Named-object pointing records:
▬▬▬
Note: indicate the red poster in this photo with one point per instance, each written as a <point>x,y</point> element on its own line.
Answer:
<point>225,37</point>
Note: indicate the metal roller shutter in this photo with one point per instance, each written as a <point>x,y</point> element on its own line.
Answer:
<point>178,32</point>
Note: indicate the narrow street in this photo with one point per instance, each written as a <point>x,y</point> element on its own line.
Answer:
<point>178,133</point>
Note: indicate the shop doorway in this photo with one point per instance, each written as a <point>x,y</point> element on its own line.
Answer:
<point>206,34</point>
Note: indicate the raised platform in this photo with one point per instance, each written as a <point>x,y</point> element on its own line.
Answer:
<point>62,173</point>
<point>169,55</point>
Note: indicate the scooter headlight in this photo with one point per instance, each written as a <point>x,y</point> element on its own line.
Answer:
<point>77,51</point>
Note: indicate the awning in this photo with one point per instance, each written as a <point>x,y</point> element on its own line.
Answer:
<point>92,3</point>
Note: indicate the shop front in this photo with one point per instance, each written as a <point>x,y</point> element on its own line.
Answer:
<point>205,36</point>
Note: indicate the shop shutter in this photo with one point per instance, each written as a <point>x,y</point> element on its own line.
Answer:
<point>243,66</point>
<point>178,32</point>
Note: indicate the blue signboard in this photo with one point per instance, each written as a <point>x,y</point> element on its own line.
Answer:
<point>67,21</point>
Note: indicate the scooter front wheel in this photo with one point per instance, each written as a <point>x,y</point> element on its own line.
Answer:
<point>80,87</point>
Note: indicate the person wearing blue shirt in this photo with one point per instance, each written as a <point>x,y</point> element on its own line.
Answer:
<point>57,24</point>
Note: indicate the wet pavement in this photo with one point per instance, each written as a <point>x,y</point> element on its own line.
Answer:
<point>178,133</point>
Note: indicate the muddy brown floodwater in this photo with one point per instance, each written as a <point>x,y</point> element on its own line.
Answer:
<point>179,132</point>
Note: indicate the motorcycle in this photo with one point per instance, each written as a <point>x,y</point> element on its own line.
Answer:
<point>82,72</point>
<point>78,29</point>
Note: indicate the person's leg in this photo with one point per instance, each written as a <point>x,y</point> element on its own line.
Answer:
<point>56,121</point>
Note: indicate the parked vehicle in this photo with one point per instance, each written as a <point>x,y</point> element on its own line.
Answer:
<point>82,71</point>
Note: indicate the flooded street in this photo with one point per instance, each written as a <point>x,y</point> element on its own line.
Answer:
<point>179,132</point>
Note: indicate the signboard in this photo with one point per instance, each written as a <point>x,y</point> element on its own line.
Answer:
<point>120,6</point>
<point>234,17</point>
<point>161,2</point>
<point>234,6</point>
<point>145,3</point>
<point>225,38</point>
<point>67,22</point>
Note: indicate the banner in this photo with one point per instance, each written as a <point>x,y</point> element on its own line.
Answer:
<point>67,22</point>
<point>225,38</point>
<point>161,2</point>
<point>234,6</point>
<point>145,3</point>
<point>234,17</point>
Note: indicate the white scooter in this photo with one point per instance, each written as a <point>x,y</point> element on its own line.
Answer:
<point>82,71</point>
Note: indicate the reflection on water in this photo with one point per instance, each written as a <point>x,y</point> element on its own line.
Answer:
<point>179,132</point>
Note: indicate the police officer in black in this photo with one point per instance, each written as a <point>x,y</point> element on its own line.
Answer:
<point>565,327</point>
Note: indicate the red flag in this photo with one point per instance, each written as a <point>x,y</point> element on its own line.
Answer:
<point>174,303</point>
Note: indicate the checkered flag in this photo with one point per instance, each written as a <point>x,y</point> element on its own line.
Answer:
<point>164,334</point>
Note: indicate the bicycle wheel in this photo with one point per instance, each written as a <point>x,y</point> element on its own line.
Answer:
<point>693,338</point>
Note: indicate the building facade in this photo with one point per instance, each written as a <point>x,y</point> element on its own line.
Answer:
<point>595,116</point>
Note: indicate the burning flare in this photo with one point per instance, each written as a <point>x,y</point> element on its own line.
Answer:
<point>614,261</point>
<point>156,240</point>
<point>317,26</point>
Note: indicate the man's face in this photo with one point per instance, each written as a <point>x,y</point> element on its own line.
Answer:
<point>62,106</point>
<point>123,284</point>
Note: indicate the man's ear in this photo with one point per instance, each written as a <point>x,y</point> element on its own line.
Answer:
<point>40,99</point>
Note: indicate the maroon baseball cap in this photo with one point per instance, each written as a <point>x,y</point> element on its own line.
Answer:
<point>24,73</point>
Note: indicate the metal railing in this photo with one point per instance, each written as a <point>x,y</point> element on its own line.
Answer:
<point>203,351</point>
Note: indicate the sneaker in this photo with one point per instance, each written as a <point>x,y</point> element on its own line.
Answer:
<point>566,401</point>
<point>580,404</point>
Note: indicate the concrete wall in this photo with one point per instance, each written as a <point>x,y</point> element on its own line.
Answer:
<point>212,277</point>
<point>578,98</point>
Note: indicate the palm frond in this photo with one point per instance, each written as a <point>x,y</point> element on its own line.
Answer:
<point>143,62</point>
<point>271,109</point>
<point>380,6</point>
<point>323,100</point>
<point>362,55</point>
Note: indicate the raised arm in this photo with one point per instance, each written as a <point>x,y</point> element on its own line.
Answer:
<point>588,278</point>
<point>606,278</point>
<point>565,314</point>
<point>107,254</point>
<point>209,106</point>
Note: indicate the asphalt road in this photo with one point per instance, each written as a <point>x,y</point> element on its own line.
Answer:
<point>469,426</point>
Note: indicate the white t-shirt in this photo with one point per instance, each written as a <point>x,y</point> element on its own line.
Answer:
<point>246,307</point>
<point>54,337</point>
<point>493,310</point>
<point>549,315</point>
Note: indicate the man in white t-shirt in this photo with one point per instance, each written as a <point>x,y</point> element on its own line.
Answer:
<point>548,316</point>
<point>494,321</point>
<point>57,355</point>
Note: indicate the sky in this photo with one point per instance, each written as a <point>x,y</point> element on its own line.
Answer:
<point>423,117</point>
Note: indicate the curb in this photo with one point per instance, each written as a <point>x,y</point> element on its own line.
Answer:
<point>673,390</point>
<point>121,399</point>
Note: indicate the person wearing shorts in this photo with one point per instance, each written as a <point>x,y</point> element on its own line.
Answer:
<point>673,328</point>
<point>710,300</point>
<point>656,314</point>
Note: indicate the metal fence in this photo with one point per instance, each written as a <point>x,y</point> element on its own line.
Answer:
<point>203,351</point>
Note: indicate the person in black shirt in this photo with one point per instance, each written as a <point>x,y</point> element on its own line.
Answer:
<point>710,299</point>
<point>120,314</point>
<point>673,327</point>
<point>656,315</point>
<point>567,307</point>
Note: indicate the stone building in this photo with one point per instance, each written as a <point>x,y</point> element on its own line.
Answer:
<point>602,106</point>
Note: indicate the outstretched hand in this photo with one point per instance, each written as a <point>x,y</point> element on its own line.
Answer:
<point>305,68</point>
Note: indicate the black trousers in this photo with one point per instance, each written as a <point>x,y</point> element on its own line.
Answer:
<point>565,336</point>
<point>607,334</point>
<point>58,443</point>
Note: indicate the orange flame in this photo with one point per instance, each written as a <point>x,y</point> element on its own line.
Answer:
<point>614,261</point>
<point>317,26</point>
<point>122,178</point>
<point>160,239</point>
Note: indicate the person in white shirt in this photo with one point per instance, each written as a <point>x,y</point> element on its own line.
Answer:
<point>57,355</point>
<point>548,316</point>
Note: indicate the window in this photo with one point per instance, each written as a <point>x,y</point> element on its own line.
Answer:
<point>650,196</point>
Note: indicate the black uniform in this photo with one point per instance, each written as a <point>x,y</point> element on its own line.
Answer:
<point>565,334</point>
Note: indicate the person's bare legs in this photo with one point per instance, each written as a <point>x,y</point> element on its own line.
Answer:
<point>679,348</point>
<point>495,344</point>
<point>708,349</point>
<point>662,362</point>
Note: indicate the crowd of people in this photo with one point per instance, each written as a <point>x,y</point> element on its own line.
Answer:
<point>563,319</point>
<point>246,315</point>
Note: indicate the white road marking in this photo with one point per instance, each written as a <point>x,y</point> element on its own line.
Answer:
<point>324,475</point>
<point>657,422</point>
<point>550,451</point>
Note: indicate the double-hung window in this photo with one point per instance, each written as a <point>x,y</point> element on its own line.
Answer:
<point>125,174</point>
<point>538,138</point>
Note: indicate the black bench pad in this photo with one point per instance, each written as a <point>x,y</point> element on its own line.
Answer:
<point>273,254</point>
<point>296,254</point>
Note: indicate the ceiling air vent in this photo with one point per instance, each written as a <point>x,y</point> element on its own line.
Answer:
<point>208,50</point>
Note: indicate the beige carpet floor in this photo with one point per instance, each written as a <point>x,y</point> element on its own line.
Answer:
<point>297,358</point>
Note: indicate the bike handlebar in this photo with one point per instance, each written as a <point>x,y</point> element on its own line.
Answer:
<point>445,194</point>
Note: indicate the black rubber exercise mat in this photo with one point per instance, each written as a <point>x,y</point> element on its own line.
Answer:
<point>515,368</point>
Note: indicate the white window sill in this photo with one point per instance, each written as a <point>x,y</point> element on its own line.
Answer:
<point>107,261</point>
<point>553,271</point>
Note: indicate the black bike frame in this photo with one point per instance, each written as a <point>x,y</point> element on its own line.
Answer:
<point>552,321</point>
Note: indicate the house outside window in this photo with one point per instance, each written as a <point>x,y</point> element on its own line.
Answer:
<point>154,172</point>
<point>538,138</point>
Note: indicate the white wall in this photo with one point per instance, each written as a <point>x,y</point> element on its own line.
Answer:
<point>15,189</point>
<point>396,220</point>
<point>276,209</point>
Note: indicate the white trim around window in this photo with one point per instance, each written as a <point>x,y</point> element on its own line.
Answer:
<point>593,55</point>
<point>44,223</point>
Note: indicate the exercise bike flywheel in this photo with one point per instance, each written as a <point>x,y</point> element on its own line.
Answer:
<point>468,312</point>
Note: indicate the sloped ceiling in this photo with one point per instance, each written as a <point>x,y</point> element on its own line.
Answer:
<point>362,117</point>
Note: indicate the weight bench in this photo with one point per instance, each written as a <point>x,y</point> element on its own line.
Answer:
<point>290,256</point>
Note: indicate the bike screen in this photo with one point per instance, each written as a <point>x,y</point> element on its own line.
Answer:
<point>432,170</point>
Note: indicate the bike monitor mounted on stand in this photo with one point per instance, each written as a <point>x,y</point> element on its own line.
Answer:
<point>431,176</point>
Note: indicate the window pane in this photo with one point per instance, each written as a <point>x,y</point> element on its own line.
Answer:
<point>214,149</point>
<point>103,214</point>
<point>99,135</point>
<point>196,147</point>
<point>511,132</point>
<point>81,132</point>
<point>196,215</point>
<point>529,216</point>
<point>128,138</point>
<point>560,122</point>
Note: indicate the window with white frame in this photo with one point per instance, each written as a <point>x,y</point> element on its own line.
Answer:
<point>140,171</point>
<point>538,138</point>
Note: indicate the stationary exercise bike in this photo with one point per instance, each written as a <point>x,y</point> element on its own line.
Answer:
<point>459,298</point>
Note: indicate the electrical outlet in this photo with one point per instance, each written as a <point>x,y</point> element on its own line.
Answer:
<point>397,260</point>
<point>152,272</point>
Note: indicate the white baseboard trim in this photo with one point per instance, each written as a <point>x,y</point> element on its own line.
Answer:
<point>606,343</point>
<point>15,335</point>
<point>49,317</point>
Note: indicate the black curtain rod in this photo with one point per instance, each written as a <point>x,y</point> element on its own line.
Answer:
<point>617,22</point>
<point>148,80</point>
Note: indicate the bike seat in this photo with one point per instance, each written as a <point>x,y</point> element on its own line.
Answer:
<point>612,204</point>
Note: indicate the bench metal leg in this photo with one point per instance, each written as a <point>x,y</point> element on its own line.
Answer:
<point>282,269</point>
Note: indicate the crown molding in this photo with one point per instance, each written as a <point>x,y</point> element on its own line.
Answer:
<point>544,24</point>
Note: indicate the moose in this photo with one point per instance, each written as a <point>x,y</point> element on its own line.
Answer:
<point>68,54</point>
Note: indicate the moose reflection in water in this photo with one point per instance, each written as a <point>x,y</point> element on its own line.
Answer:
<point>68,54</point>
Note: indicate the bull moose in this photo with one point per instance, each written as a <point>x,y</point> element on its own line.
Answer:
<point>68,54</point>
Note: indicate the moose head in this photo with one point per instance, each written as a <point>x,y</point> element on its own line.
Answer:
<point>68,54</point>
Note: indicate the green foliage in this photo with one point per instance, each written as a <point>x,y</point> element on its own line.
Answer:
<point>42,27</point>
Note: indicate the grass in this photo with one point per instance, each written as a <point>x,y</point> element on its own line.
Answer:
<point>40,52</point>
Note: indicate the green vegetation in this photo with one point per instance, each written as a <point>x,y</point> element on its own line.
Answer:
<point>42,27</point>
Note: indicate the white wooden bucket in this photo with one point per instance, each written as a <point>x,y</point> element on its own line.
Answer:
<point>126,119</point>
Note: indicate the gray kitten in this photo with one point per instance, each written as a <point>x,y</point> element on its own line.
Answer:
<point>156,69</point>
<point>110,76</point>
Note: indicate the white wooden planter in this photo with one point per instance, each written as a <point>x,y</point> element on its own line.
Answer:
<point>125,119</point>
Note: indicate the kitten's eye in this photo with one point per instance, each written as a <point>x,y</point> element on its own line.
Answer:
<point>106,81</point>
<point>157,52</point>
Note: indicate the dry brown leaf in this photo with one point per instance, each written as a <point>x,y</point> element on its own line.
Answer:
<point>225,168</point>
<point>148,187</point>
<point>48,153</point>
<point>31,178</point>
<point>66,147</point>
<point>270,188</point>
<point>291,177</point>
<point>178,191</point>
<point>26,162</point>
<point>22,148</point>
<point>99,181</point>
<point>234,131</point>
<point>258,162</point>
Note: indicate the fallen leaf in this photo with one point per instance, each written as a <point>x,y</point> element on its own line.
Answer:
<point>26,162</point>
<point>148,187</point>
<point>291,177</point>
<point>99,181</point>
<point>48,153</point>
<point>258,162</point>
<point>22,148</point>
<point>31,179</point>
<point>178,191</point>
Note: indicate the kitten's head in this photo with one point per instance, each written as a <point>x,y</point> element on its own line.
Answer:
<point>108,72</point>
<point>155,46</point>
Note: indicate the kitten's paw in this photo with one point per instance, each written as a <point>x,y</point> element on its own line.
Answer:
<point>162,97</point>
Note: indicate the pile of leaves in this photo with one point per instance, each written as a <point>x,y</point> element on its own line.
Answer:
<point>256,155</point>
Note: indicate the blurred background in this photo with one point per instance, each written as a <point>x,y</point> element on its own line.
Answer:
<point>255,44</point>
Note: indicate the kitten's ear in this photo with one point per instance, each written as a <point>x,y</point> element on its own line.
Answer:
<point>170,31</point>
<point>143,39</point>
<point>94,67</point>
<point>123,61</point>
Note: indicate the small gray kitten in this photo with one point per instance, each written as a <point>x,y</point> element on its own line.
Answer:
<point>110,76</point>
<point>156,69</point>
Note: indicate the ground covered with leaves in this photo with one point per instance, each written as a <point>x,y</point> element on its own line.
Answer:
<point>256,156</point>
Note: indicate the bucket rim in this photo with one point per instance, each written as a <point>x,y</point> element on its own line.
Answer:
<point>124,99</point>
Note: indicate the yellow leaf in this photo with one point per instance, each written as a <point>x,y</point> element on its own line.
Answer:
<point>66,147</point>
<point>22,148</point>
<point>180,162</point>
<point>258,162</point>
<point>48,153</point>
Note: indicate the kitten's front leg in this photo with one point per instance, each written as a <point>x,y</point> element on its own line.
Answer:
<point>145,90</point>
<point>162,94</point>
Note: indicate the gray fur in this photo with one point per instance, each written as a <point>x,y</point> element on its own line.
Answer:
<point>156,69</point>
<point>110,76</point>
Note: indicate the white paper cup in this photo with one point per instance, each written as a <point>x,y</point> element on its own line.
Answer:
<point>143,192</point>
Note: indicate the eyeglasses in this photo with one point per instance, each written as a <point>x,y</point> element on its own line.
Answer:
▬▬▬
*Problem to solve:* Please give the lines from the one containing "Note: indicate the pile" up to and including the one containing "<point>124,99</point>" as a JSON list of strings, one string per line, leaving out any blank lines.

*Written answer:*
[
  "Note: indicate the pile of leaves in this photo with one point per instance, each written as a <point>x,y</point> element on its own line.",
  "Answer:",
  "<point>256,155</point>",
  "Note: indicate the blurred background in this photo with one point per instance, each written as a <point>x,y</point> element on its own line.",
  "Answer:",
  "<point>255,44</point>",
  "Note: indicate the kitten's ear in this photo with one point per instance, each written as a <point>x,y</point> element on its own line.",
  "Answer:",
  "<point>170,31</point>",
  "<point>143,39</point>",
  "<point>94,67</point>",
  "<point>123,61</point>",
  "Note: indicate the small gray kitten in this photo with one point per instance, each written as a <point>x,y</point> element on its own line.",
  "Answer:",
  "<point>110,76</point>",
  "<point>156,69</point>",
  "Note: indicate the ground covered with leaves in this photo with one point per instance, each written as a <point>x,y</point> element on its own line.",
  "Answer:",
  "<point>256,156</point>",
  "Note: indicate the bucket rim in this photo with one point per instance, each written as a <point>x,y</point> element on its own line.",
  "Answer:",
  "<point>124,99</point>"
]